Task directions: Leave out every picture, then transcribe the rest of the listing exactly.

Raw records:
------------------------------

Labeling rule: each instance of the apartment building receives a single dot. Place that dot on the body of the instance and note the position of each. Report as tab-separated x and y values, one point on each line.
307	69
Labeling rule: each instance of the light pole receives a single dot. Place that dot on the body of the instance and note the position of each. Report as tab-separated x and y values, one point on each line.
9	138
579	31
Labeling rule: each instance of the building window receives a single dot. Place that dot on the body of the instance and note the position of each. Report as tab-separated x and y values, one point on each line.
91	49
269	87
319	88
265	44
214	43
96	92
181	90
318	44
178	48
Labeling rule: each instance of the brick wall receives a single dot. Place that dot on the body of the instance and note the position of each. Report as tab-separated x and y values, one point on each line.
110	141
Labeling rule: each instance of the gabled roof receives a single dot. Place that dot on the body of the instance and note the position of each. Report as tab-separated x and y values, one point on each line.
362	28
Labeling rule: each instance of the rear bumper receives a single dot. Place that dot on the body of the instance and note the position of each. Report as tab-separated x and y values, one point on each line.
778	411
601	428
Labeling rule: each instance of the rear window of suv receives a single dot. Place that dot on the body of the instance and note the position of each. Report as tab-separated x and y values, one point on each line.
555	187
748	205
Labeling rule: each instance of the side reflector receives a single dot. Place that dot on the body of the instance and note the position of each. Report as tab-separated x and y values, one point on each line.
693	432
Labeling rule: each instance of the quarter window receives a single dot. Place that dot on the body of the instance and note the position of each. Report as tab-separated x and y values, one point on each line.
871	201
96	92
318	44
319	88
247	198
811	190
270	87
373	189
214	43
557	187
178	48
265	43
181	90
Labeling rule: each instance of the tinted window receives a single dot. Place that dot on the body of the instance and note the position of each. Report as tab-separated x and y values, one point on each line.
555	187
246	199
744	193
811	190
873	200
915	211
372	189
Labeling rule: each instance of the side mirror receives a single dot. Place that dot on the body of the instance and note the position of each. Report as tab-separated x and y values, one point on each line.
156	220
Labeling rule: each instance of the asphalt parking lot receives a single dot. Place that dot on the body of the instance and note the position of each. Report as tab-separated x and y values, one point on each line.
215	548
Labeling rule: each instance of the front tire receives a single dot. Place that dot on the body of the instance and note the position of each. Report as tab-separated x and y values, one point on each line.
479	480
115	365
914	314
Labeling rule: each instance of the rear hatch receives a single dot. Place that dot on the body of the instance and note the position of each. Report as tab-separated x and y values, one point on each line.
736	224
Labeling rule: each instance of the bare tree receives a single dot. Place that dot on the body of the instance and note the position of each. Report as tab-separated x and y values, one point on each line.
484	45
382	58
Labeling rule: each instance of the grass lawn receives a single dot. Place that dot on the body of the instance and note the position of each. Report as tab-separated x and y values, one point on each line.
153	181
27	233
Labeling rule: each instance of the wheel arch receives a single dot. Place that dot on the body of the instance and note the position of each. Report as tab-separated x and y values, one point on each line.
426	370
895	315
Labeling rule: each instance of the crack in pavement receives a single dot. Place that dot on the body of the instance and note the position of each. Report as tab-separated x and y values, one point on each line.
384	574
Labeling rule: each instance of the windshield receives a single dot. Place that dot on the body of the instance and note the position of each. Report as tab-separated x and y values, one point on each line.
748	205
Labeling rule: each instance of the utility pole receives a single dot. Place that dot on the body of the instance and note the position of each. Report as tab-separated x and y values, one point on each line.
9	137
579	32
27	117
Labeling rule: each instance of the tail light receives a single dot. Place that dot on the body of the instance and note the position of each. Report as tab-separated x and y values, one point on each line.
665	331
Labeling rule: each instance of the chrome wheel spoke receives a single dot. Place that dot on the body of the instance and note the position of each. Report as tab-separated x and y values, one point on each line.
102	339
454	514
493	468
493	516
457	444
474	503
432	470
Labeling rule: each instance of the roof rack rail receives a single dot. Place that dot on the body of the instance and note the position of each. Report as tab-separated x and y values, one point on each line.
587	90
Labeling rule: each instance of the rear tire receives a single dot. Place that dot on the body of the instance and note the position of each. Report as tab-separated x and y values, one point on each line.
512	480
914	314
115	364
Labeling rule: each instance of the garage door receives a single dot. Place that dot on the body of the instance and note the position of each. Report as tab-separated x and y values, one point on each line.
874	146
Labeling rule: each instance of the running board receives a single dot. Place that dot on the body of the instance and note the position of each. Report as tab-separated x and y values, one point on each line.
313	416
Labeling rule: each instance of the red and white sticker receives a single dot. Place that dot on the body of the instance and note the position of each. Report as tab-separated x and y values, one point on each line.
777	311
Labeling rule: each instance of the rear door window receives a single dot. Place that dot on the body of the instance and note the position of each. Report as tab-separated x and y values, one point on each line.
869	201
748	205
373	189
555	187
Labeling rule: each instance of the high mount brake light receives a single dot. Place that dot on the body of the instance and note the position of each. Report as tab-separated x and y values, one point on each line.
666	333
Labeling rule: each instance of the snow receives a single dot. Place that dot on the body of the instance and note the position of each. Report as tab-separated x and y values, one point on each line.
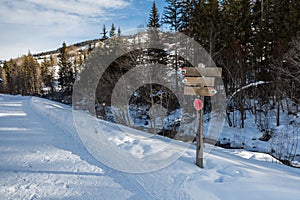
42	157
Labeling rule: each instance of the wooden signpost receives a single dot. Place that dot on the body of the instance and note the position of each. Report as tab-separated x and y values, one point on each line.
200	82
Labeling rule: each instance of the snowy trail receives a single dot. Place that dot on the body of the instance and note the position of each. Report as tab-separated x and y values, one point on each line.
41	157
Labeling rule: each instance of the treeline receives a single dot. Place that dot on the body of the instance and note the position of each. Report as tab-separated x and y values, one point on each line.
253	41
29	76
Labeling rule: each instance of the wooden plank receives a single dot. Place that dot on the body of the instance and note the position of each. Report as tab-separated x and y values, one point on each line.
202	71
201	91
201	81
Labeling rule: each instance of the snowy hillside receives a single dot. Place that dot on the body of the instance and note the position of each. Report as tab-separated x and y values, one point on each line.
41	157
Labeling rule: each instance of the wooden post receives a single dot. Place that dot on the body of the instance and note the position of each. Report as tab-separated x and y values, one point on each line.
199	139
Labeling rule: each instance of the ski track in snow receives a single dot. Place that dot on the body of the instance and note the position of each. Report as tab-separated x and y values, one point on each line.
41	158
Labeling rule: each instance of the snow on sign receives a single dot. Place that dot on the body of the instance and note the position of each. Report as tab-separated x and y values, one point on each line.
198	104
202	71
201	81
200	91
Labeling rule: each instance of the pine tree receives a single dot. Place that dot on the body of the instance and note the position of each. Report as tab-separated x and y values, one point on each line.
153	21
66	73
47	73
171	14
112	31
186	16
104	32
119	32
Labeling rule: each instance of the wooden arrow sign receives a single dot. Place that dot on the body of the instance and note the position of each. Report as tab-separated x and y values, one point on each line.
199	81
200	91
202	71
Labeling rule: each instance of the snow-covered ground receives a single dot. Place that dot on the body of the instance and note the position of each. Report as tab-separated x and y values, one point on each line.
41	157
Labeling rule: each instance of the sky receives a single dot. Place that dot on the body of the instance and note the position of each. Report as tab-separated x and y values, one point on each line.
42	25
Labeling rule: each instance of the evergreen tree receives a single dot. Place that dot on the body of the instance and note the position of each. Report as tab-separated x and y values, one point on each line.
66	73
171	14
104	32
47	73
154	17
186	16
119	32
112	31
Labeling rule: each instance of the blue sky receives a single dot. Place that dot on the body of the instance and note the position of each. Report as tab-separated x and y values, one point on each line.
41	25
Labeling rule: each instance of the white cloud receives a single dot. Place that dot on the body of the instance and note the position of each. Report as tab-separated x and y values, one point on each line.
40	25
39	12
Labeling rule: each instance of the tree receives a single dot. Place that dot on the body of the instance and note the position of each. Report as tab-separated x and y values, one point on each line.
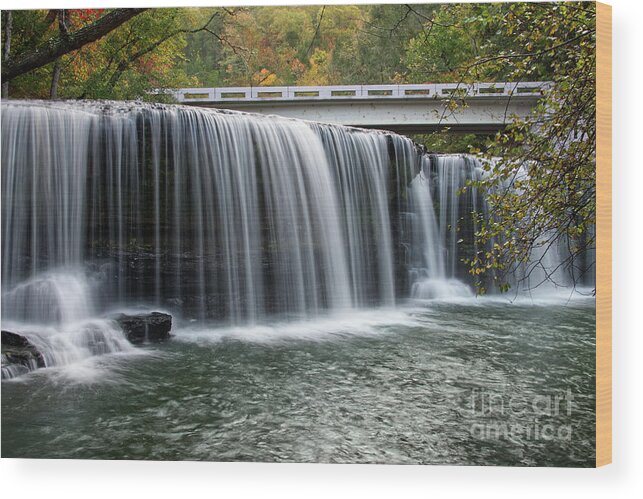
540	181
64	43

------------------------------

Result of this task:
Labeling rule: each instance of the apartment building receives a single dot. Place that dot on the body of the instance and note the position of each. Report as tab-separated x and y values, one point on each line.
307	69
Labeling rule: each instance of the light pole receives a single dot. Place that dot on the body of the instance and note the position of each. Report as tab-separated x and y values, one point on each line.
9	138
579	31
Labeling rule: each instance of the building window receives a single dot. Place that dot on the body of the instance and note the position of each. Report as tab-separated x and y values, one point on each line.
91	49
269	87
319	88
265	44
214	43
96	92
181	90
318	44
178	48
Labeling rule: each instance of the brick wall receives a single dot. Place that dot on the body of the instance and note the position of each. Report as tab-separated x and y values, one point on each line.
110	141
Labeling rule: each instance of the gabled roof receives a single dot. Place that dot on the body of the instance and note the position of each. Report as tab-separated x and y values, one point on each line.
362	28
Labeling rule: each instance of the rear bumper receives a single dot. Place that dot on the body of the instance and note the position of each. Report as tab-separated x and y values, one point on each line.
778	411
601	428
Labeling rule: each instance of the rear window of suv receives a single dot. Place that dot on the body of the instance and note the position of each. Report as tab-separated x and y values, one point on each line.
555	187
748	205
Labeling rule: each instance of the side reflector receives a single dot. Place that dot on the body of the instance and note the position of each. Report as tab-separated x and y values, one point on each line.
693	432
Labeling rule: each instance of the quarter window receives a single dot. Place that dot on the body of the instance and note the position of each. Report as tab-separated x and y values, one point on each line.
871	201
96	92
318	44
319	88
247	198
811	190
270	87
373	189
214	43
557	187
178	48
265	43
181	90
Labeling rule: each instance of the tinted window receives a single dot. Place that dot on the body of the instance and note the position of each. Report as tab-separated x and y values, one point on each line.
555	187
246	199
744	193
811	190
873	200
915	211
372	189
Labeling rule: each instance of the side mirror receives a single dot. Place that dot on the body of the instance and note the position of each. Report as tab-separated x and y values, one point on each line.
156	220
Labeling rule: each instance of the asphalt parking lot receives a single dot. Place that dot on the body of the instance and note the position of each. Report as tab-separated x and y values, one point on each line.
215	548
Labeling rule: each instance of the front tire receives a single dot. Place that dot on the body of the instance and note the position of each. Report as tab-separated x and y values, one point on each line.
479	480
115	365
914	314
Labeling rule: each instance of the rear hatch receives a single dot. Place that dot on the body of the instance and note the position of each. Report as tab-separated x and y values, one point on each line.
736	224
Labeling rule: each instance of the bare tree receives a single dot. Place that dot on the body of the instance and note the position of each. Report as tab-separated x and y values, one point on each line.
484	45
382	58
Labeling rule: each instance of the grass lawn receives a single dot. Place that dot on the body of the instance and note the position of each. Report as tab-separated x and y values, one point on each line.
153	181
27	233
Labeling rule: each instance of the wheel arch receives a single dot. Place that dot on the body of the instance and note the position of each. Report as tab-separated x and y values, one point on each line.
426	370
895	315
Labeling rule: each instance of the crack in pavement receives a single dot. Place that dot on the body of the instance and note the position of each. Report as tab-separated x and y values, one point on each line.
384	574
Labeling rule: each instance of the windshield receives a single dot. Place that dot on the body of the instance and note the position of each. Report as tab-separated x and y values, one point on each line.
748	205
Labeling rule: each instance of the utility pole receives a single dot. Place that dot on the body of the instance and note the position of each. Report as tab-separated x and y values, one point on each line.
9	137
579	32
27	117
Labeling rule: each instance of the tail light receives a single dot. Place that dot on the body of the instance and note the position of each. Report as tab-separated x and y values, one point on each line.
665	331
Labeling rule: each instance of the chrome wheel spoke receives a single dot. Place that dot on the body of the instance and note the position of each. Report as tab-separated x and y values, one point on each line.
102	339
454	514
493	468
493	516
457	444
474	503
432	470
Labeling rule: each instance of the roof rack rail receives a single dot. Place that dot on the body of the instance and note the position of each. Report as tab-separated x and y values, one point on each line.
587	90
Labeling rule: each instance of the rear tire receives a single dot. Place that dot on the body of the instance and note the position of each. Report as tab-separated x and y values, one point on each line.
512	480
914	314
115	364
Labeling rule: each instance of the garage door receives a single dot. Place that dot on the body of the instance and note the position of each. Report as tab-separated x and y values, one point on each line.
874	146
Labeling rule: each instance of the running board receives a single dot. Place that dot on the body of the instance and note the position of each. Report as tab-separated x and y values, one point on each line.
313	416
Labeling rule: each instance of the red and white sticker receives a single dot. Place that dot on the body of the instance and note the position of each. Report as tab-separated x and y values, one point on each line.
777	311
Labeling rule: each instance of the rear door window receives a single dot. Place that dot on the body of the instance and note the position of each. Report as tab-separated x and y values, one point on each line.
869	201
748	205
373	189
555	187
Labeling rule: each instance of the high mount brake light receives a single dot. Place that dot on the body of the instance and note the position of each. Report as tab-separated x and y values, one point on each line.
666	333
Labeling rule: each instance of the snow receives a single dot. Place that dot on the body of the instance and note the position of each. Report as tab-separated x and y values, one point on each line.
42	157
Labeling rule: each instance of the wooden signpost receives a single dot. Place that dot on the body of the instance and note the position of each. Report as tab-separated x and y values, one point on each line.
200	82
Labeling rule: each instance of the snowy trail receives a single dot. Place that dot on the body of the instance and note the position of each. Report as tab-separated x and y values, one point on each line.
41	157
Labeling rule: each instance of the treeline receives a single dot. Place that dot on the body of the instance and note the position of each. Report as tab-separated x and y values, one point on each line.
253	41
29	76
Labeling rule: each instance of the wooden plank receives a single dot. Place that dot on the body of the instance and note the position of each. Report as tab-separated x and y values, one point on each line.
202	71
201	91
201	81
Labeling rule: each instance of the snowy hillside receives a single dot. Place that dot on the body of the instance and note the position of each. Report as tab-separated x and y values, one point on each line.
41	157
Labeling rule: each instance of the wooden post receives a single dot. Place that dot on the body of the instance and note the position of each. Report as tab-separated x and y values, one point on each line.
199	139
Labeling rule: each instance of the ski track in snow receives a single dot. Place that dot on the body of the instance and note the position of each. Report as tab-separated x and y values, one point on each line.
41	158
Labeling rule: each instance of the snow on sign receives a single dot. Place that dot on the body of the instance and note the position of each. Report as tab-separated x and y values, one point on each line.
198	104
202	71
201	81
200	91
Labeling rule: each instance of the pine tree receives a single dot. Place that dot on the body of the instance and note the position of each. Report as tab-separated x and y values, one point on each line.
153	21
66	73
47	73
171	14
112	31
186	16
104	32
119	32
Labeling rule: each instance of the wooden arrow sign receives a single dot. Place that dot on the body of the instance and note the position of each. Report as tab-separated x and y values, one point on each line.
199	81
200	91
202	71
Labeling rule: each instance of the snow-covered ground receives a single dot. Place that dot on the body of the instance and note the position of each. Report as tab-separated x and y values, one point on each line.
41	157
Labeling rule: each instance of the sky receives a single dot. Place that dot on the body of the instance and note the position of each. Report as tab-separated x and y values, one point on each line.
42	25
Labeling rule: each instance of the evergreen tree receives a single dot. Place that dot on the body of the instance and note the position of each. Report as tab-separated x and y values, one point on each line.
66	73
171	14
104	32
47	73
154	17
186	16
119	32
112	31
Labeling rule: each instance of the blue sky receives a single dot. Place that dot on the body of the instance and note the position of each. Report as tab-separated x and y values, one point on each line.
41	25
Labeling rule: each instance of the white cloud receives a single dot. Place that dot on the body of the instance and note the position of each. Report as tab-separated x and y values, one point on each line.
40	25
39	12
Labeling rule: each instance of the tree receives a single dot. Place that dot on the body of the instance and note the position of each. Report as tab-separated x and y values, one point on each line.
540	181
64	43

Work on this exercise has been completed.